• **GIVEN PROBLEM 1**
In the outback trip page, why did the group meet early on their final day in Alice Springs?
• **GIVEN PROBLEM 2**
Print the outback trip page from "We convened early" through "wolf spider eyes.", inclusive.
• **GIVEN PROBLEM 3**
According to the outback trip page, where did the group hike near sunset?

• **PASSAGE SHOWN**
Our Adventures in the Outback

Group photo at Uluru
Carrie, Julius, Michele and Glenn - the four intreped travelers at Uluru.

Page 8:
Our final day/evening in Alice Springs
A day to clean up from camping. Carrie worked on obtaining her visa, while Glenn and Julius did some birding nearby. Fairwren                                Pipit
          A female splendid fairywren                                                                             Australasian pipit 
                                        Spiney-faced Honeyeater                                Southern Whiteface
                                                        Spiny cheeked honeyeater                                                                       Southern whiteface

We convened early to plot our evening to make sure we fulfilled our wish lists of things to do here.  Near sunset we trekked up to Trig Hill at Telegraph Station for night spotting of critters.  We were gifted with music wafting up from a party at the station.  We rested at the top and spotted several wallabies before the sun disappeared. Tooled with headlamps, we began to see the glow of wallaby and wolf spider eyes.

(Records from a dataset)
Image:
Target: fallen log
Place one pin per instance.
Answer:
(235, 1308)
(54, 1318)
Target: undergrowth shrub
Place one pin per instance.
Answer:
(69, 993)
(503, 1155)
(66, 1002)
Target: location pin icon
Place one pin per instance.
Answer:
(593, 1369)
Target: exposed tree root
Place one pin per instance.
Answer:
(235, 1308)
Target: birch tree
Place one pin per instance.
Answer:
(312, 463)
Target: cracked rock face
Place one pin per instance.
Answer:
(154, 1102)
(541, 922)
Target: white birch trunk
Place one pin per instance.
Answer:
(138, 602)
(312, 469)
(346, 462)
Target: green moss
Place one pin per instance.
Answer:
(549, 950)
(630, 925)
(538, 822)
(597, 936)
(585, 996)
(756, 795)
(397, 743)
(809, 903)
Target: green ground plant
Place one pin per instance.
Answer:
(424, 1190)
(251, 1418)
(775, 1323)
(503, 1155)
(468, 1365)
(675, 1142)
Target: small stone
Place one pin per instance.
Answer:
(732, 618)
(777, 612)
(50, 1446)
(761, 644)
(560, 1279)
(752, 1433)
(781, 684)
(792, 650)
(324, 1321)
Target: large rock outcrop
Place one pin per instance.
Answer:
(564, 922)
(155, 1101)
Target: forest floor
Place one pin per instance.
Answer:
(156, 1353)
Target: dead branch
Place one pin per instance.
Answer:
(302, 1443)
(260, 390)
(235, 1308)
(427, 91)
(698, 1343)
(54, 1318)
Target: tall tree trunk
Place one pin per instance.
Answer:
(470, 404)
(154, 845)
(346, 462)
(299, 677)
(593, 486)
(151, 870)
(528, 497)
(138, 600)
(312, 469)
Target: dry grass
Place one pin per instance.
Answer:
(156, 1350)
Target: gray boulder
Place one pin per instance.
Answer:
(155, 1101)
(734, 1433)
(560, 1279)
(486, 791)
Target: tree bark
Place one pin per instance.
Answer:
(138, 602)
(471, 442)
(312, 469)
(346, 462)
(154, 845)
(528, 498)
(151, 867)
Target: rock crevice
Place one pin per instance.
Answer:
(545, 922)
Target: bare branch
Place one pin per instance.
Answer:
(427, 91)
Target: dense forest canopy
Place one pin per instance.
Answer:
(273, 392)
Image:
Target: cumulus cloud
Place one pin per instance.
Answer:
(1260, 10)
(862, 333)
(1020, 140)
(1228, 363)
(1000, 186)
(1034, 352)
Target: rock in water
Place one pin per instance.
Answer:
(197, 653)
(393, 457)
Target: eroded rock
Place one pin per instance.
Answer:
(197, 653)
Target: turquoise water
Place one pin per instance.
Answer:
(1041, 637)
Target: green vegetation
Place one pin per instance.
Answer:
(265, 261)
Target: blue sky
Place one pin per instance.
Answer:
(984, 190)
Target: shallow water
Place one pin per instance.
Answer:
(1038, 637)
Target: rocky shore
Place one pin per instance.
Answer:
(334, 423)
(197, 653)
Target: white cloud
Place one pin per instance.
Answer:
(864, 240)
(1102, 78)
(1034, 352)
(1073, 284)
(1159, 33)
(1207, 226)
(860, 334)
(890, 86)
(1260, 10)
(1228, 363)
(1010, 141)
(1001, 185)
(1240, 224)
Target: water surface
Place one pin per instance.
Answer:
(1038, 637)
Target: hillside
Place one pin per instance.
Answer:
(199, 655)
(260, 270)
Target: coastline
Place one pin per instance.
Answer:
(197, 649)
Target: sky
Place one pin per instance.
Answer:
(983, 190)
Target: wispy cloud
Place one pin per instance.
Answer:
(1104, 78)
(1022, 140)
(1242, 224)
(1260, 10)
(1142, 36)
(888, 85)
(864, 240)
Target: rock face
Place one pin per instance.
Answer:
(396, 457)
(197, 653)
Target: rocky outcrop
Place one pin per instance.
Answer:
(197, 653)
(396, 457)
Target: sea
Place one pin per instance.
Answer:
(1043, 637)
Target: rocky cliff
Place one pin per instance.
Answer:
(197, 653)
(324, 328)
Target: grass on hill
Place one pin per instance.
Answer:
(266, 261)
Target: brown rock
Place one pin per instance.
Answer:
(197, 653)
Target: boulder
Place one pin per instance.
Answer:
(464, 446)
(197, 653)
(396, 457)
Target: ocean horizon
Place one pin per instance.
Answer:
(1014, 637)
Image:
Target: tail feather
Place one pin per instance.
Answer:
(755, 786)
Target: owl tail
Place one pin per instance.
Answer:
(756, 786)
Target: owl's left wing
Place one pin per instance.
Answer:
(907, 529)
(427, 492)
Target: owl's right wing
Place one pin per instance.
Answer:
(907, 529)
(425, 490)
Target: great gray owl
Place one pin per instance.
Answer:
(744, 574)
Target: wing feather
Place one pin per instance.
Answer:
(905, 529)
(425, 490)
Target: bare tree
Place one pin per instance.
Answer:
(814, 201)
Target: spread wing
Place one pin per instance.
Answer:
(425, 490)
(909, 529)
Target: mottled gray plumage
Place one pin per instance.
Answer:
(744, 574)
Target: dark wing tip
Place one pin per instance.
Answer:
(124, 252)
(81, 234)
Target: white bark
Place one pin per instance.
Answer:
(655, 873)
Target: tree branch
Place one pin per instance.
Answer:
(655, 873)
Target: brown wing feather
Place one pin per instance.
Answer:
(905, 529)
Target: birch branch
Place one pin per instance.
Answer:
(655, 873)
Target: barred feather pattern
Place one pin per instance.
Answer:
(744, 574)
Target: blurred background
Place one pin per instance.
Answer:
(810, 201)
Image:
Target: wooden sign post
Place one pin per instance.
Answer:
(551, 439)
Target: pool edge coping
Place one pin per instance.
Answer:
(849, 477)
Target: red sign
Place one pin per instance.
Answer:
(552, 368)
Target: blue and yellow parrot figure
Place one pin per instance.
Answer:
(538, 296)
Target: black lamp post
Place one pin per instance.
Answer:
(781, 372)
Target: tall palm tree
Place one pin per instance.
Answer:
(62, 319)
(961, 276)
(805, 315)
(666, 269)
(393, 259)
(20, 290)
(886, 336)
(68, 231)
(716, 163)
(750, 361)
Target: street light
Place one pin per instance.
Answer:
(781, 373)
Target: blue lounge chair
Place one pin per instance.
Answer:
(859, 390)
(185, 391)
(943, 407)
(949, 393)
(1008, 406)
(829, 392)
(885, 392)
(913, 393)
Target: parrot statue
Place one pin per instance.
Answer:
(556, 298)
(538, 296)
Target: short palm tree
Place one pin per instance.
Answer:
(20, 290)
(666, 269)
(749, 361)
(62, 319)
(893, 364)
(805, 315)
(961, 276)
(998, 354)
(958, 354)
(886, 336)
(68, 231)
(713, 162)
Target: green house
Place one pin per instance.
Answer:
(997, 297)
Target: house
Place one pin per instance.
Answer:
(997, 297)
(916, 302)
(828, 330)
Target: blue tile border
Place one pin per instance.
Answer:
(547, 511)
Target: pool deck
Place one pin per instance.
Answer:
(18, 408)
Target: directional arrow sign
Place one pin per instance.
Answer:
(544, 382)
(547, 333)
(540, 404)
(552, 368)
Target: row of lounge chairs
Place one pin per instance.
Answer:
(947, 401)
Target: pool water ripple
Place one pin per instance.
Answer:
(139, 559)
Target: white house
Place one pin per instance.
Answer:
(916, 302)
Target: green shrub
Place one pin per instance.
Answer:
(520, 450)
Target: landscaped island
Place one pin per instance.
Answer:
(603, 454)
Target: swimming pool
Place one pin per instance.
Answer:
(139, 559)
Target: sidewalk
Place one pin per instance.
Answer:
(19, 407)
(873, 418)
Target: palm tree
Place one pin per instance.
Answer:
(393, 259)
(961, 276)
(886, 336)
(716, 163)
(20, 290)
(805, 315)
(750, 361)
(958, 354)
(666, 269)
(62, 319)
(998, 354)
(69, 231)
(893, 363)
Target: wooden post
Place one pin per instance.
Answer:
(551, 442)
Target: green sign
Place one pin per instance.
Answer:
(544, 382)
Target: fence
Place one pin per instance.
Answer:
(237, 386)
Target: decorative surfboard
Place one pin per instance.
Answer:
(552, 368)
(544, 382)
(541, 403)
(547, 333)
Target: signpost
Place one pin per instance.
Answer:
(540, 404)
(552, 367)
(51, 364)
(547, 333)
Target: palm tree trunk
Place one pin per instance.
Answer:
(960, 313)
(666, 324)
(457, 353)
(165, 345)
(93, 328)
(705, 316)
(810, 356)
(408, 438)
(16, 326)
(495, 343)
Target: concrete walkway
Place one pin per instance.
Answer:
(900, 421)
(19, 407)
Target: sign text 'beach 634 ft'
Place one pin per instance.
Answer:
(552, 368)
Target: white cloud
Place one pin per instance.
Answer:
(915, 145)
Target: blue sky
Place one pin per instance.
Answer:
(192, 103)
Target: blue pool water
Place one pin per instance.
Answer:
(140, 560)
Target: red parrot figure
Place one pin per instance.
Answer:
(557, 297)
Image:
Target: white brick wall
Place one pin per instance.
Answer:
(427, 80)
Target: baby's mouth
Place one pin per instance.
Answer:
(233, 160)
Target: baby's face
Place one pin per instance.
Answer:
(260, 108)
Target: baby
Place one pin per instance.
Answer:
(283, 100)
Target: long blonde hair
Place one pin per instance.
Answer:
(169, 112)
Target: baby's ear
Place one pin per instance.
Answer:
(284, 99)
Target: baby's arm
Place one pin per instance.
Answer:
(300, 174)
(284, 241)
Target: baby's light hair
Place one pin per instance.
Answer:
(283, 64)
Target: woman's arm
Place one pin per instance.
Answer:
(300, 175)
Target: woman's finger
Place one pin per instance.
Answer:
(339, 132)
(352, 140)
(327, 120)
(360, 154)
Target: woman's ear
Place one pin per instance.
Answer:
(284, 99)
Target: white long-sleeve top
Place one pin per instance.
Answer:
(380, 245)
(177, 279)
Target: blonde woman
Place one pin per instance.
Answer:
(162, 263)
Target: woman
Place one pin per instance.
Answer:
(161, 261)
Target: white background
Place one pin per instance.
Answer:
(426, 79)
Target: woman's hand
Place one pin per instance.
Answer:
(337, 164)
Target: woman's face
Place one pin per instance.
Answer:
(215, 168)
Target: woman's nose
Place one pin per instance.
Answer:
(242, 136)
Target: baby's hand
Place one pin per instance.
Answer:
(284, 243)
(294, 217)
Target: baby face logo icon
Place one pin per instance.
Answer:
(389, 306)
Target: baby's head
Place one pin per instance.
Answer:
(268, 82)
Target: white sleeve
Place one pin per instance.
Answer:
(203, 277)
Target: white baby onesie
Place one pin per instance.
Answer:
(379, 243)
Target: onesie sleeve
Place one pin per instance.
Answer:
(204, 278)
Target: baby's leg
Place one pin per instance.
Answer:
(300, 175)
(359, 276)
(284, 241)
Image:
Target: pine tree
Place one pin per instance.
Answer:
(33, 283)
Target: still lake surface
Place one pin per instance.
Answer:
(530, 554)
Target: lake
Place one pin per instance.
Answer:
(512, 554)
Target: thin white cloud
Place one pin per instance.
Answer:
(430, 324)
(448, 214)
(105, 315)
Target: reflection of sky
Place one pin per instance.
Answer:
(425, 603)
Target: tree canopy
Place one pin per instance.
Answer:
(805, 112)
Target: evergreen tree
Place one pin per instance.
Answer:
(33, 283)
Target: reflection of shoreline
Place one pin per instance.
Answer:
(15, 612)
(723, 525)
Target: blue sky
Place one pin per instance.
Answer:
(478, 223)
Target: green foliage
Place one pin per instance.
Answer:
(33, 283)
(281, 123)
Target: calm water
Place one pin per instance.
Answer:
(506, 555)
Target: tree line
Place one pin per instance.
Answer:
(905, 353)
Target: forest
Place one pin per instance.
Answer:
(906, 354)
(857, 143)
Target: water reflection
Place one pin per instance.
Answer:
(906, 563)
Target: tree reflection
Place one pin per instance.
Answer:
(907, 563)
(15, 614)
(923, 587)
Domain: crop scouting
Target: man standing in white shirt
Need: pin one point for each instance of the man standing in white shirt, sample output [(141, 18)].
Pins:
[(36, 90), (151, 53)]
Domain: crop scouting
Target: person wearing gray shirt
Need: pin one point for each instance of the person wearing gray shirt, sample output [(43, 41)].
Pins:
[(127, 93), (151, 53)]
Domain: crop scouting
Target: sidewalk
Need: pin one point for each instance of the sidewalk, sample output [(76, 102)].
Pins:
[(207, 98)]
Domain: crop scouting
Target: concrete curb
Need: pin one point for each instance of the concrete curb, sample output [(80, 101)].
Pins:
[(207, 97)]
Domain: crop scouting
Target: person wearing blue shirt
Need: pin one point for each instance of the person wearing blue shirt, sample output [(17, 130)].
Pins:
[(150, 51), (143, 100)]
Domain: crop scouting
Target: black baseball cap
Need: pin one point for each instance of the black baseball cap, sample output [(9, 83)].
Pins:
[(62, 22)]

• **TASK RESPONSE 1**
They met early to plan their evening so they would be sure to complete their wish lists of things to do there.

• **TASK RESPONSE 2**
We convened early to plot our evening to make sure we fulfilled our wish lists of things to do here.  Near sunset we trekked up to Trig Hill at Telegraph Station for night spotting of critters.  We were gifted with music wafting up from a party at the station.  We rested at the top and spotted several wallabies before the sun disappeared. Tooled with headlamps, we began to see the glow of wallaby and wolf spider eyes.

• **TASK RESPONSE 3**
Up Trig Hill at Telegraph Station.